## What needs to be done
Reproduce the following data line for line, without changing any character.

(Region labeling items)

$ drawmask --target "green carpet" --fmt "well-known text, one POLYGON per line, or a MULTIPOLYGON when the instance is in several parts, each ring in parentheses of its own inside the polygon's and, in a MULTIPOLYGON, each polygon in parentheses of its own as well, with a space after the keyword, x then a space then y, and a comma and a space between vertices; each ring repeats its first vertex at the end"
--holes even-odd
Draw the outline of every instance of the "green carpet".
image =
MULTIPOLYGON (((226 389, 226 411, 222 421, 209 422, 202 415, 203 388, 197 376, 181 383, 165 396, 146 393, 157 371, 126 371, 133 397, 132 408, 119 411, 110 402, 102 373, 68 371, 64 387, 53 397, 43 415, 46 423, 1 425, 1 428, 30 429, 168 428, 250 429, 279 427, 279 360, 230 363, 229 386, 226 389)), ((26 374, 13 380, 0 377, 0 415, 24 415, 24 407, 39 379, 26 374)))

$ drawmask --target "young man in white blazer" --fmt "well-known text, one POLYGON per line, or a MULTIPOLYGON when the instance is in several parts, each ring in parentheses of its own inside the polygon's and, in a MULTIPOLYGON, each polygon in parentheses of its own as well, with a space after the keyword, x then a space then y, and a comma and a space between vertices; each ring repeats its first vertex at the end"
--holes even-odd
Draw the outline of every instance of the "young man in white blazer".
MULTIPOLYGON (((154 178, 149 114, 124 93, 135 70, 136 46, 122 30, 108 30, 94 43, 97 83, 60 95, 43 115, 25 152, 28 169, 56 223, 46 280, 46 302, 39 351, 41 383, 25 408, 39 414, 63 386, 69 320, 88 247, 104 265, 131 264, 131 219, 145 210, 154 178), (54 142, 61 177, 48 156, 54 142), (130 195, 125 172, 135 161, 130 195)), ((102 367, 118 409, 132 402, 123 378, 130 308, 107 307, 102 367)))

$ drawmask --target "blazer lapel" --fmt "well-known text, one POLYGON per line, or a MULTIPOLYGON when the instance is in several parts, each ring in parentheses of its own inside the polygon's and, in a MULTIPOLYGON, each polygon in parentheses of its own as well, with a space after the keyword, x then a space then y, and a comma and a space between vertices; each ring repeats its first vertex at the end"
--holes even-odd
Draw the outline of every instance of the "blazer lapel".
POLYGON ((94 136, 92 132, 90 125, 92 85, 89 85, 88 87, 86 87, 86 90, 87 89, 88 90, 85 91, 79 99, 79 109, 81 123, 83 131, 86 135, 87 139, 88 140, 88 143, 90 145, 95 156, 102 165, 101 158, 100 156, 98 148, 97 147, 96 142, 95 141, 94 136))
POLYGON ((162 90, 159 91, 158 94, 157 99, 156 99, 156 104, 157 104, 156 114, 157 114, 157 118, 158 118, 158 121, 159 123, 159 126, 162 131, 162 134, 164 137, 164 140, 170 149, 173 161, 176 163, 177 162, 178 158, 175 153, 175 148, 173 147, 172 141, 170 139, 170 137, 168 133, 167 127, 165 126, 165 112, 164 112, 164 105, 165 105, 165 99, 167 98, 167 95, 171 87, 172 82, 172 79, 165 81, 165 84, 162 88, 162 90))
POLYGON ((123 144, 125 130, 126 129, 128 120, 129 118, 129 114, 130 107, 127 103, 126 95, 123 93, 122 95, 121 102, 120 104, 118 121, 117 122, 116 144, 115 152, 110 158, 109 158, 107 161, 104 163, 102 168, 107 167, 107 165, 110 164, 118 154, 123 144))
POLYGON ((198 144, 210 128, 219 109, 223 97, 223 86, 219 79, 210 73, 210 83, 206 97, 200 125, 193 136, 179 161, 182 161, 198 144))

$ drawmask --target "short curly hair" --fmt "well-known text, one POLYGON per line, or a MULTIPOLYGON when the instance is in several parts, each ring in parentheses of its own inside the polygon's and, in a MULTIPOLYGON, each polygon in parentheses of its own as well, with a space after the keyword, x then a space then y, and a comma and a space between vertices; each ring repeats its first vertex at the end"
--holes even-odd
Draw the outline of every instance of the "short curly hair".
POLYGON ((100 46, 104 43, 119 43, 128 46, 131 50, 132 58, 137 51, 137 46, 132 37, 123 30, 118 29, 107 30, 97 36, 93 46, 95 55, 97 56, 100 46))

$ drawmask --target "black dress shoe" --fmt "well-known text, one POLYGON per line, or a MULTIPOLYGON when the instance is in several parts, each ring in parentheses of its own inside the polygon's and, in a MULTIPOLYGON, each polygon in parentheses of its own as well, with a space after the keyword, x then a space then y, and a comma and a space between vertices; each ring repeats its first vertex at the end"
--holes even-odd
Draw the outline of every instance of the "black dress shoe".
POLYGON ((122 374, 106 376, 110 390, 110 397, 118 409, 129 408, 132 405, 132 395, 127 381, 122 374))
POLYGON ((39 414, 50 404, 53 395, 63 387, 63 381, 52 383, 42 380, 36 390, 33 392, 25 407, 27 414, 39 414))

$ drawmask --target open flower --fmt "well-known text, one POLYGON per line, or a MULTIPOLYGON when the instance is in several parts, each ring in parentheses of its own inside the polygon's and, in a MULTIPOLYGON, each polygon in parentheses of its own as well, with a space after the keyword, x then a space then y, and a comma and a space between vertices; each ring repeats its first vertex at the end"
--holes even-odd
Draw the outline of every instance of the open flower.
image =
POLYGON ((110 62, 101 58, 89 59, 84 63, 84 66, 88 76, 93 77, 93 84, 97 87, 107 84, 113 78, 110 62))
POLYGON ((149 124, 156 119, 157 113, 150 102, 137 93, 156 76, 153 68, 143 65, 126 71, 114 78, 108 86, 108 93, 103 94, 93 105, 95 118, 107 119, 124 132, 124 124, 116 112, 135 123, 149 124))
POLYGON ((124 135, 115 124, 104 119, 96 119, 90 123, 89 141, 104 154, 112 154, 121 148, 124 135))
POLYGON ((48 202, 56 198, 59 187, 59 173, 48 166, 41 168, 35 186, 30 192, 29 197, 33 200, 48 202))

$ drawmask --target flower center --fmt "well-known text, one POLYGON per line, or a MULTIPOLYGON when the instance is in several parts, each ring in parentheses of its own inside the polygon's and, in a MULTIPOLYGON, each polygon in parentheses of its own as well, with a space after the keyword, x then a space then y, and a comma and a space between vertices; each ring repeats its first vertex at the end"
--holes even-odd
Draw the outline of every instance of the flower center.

## The output
$ drawmask --target "green carpet" --fmt "well-known text, one POLYGON per line, or a MULTIPOLYGON when the instance is in several parts, each ring in parentheses of its own inside the polygon's and, in a MULTIPOLYGON, each polygon in parentheses of its own as well, with a space after the keyword, x then a space then y, and a comma and a space between vertices; each ring repeats its first vertex at the end"
--holes even-odd
Draw the outline of every instance of the "green carpet".
image =
MULTIPOLYGON (((226 389, 226 411, 222 421, 209 422, 202 415, 203 388, 197 376, 181 383, 165 396, 146 393, 157 371, 126 371, 133 397, 132 408, 119 411, 110 402, 102 373, 68 371, 64 387, 53 397, 43 415, 46 423, 1 425, 1 428, 30 429, 168 428, 250 429, 279 427, 279 360, 230 363, 229 386, 226 389)), ((26 374, 13 380, 0 377, 0 415, 24 415, 24 407, 39 379, 26 374)))

$ drawmask --target "young man in white blazer" --fmt "well-known text, one POLYGON per line, or a MULTIPOLYGON when the instance is in several parts, each ring in parentheses of its own inside the polygon's and, in a MULTIPOLYGON, each polygon in parentheses of its own as well, with a space after the keyword, x then a space then y, and a comma and a space between vertices; each ring repeats its first vertex at the end"
--holes even-odd
Draw the outline of every instance of the "young man in white blazer".
MULTIPOLYGON (((154 178, 149 114, 124 93, 135 70, 136 46, 122 30, 108 30, 94 43, 97 83, 60 95, 43 115, 25 152, 28 169, 56 223, 46 280, 46 302, 39 351, 41 383, 25 408, 39 414, 63 386, 69 320, 88 247, 104 265, 131 264, 131 219, 145 210, 154 178), (54 142, 61 177, 48 156, 54 142), (130 195, 125 172, 135 161, 130 195)), ((102 367, 118 409, 132 402, 123 378, 130 308, 107 307, 102 367)))

$ drawmask --target "blazer lapel" --fmt "well-known text, one POLYGON per line, or a MULTIPOLYGON when the instance is in several parts, each ring in parentheses of its own inside the polygon's and, in a MULTIPOLYGON, each polygon in parentheses of its own as well, with a space after the keyword, x then a space then y, and a comma and a space between vertices; each ring repeats its first vertex at the end"
--holes even-odd
Draw the outline of every instance of the "blazer lapel".
POLYGON ((94 136, 92 132, 90 125, 92 85, 89 85, 88 87, 86 87, 86 90, 87 89, 88 90, 85 91, 79 99, 79 109, 81 123, 83 131, 86 135, 87 139, 88 140, 88 143, 90 145, 95 156, 102 165, 101 158, 100 156, 98 148, 97 147, 96 142, 95 141, 94 136))
POLYGON ((162 90, 159 91, 158 94, 157 99, 156 99, 156 104, 157 104, 156 114, 157 114, 157 118, 158 118, 158 121, 159 123, 159 126, 162 131, 162 134, 164 137, 164 140, 170 149, 173 161, 176 163, 177 162, 178 158, 175 153, 175 148, 173 147, 172 141, 170 139, 170 137, 168 133, 167 127, 165 126, 165 112, 164 112, 164 105, 165 105, 165 99, 167 98, 167 95, 171 87, 172 82, 172 79, 165 81, 165 84, 162 88, 162 90))
POLYGON ((123 144, 125 130, 126 129, 128 120, 129 118, 129 114, 130 107, 127 103, 126 95, 123 93, 122 95, 121 102, 120 104, 118 121, 117 122, 116 144, 115 152, 110 158, 109 158, 107 161, 104 163, 102 168, 107 167, 107 165, 110 164, 118 154, 123 144))
POLYGON ((198 144, 210 128, 219 109, 223 97, 223 86, 219 79, 210 73, 210 83, 206 97, 200 125, 193 136, 179 161, 182 161, 198 144))

$ drawmask --target "short curly hair" --fmt "well-known text, one POLYGON per line, or a MULTIPOLYGON when the instance is in several parts, each ring in parentheses of its own inside the polygon's and, in a MULTIPOLYGON, each polygon in parentheses of its own as well, with a space after the keyword, x then a space then y, and a comma and a space between vertices; each ring repeats its first vertex at the end"
--holes even-odd
Draw the outline of every instance of the "short curly hair".
POLYGON ((100 46, 104 43, 119 43, 128 46, 131 50, 132 58, 137 51, 137 46, 132 37, 123 30, 118 29, 107 30, 97 36, 93 46, 95 55, 97 56, 100 46))

$ drawmask --target "black dress shoe" --fmt "well-known text, one POLYGON per line, or a MULTIPOLYGON when the instance is in several parts, each ring in parentheses of its own inside the polygon's and, in a MULTIPOLYGON, each polygon in parentheses of its own as well, with a space after the keyword, x then a space then y, and a comma and a space between vertices; each ring repeats its first vertex at the end"
--holes even-odd
Draw the outline of every instance of the "black dress shoe".
POLYGON ((122 374, 106 376, 110 390, 110 397, 118 409, 129 408, 132 405, 132 395, 127 381, 122 374))
POLYGON ((39 414, 50 404, 53 395, 63 387, 63 381, 52 383, 42 380, 36 390, 33 392, 25 407, 27 414, 39 414))

$ drawmask --target open flower --fmt "well-known text, one POLYGON per line, or a MULTIPOLYGON when the instance is in several parts, each ring in parentheses of its own inside the polygon's and, in a MULTIPOLYGON, each polygon in parentheses of its own as well, with a space after the keyword, x then a space then y, and a comma and a space between vertices; each ring repeats its first vertex at the end"
--holes even-odd
Draw the outline of every instance of the open flower.
image =
POLYGON ((110 62, 101 58, 89 59, 84 63, 84 66, 88 76, 93 77, 93 84, 97 87, 107 84, 113 78, 110 62))
POLYGON ((149 124, 156 119, 157 113, 150 102, 137 93, 156 76, 153 68, 143 65, 126 71, 114 78, 108 86, 108 93, 103 94, 93 105, 95 118, 107 119, 124 132, 124 124, 116 112, 135 123, 149 124))
POLYGON ((124 135, 115 124, 104 119, 96 119, 90 123, 89 141, 104 154, 112 154, 121 148, 124 135))
POLYGON ((48 202, 56 198, 59 187, 59 173, 48 166, 41 168, 35 186, 30 192, 29 197, 33 200, 48 202))

$ drawmask --target flower center --fmt "well-known text, one POLYGON per line, or a MULTIPOLYGON when the instance is in several parts, each ring in parentheses of its own inside the polygon's and, in a MULTIPOLYGON, each polygon in parentheses of its own as well, with a space after the keyword, x then a space then y, and a comma and a space between vertices; each ring repeats its first vertex at the end"
--holes even-odd
Draw the outline of every instance of the flower center.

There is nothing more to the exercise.